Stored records
○ ○ ○ ○ ○ ○ ○
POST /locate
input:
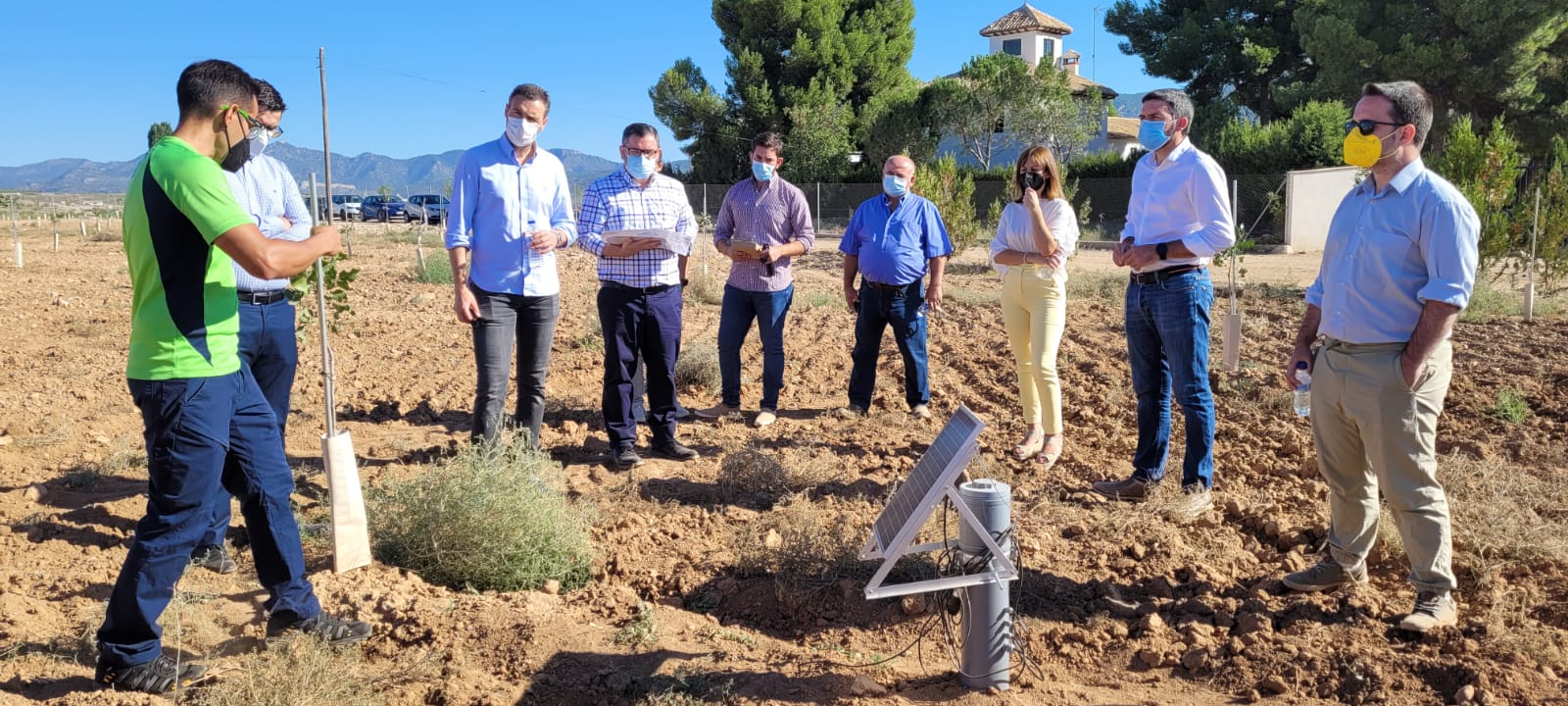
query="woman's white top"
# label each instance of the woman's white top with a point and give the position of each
(1016, 231)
○ ○ ○ ○ ○ ○ ○
You are asked to reproduce each line above exactly, but to exclude the pictures.

POST /locate
input:
query="woman's white top"
# label each instance of the woman's white top with a point and give the position of each
(1016, 231)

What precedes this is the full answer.